Records from a dataset –
++++++++++

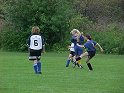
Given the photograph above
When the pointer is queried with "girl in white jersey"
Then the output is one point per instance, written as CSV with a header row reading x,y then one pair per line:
x,y
36,46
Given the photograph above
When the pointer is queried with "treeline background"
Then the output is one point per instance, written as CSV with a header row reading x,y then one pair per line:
x,y
103,19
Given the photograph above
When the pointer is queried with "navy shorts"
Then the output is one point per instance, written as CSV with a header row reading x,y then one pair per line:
x,y
91,54
34,54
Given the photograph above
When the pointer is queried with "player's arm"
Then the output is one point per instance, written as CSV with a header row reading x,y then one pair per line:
x,y
101,49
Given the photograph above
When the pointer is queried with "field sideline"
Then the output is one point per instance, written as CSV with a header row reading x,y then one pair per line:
x,y
16,74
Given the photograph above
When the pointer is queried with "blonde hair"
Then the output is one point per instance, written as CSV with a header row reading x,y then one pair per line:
x,y
75,31
35,30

++++++++++

WORK TO COMPLETE –
Across the entries above, count the lines with the word "queried" and report that count by itself.

TASK SOLUTION –
6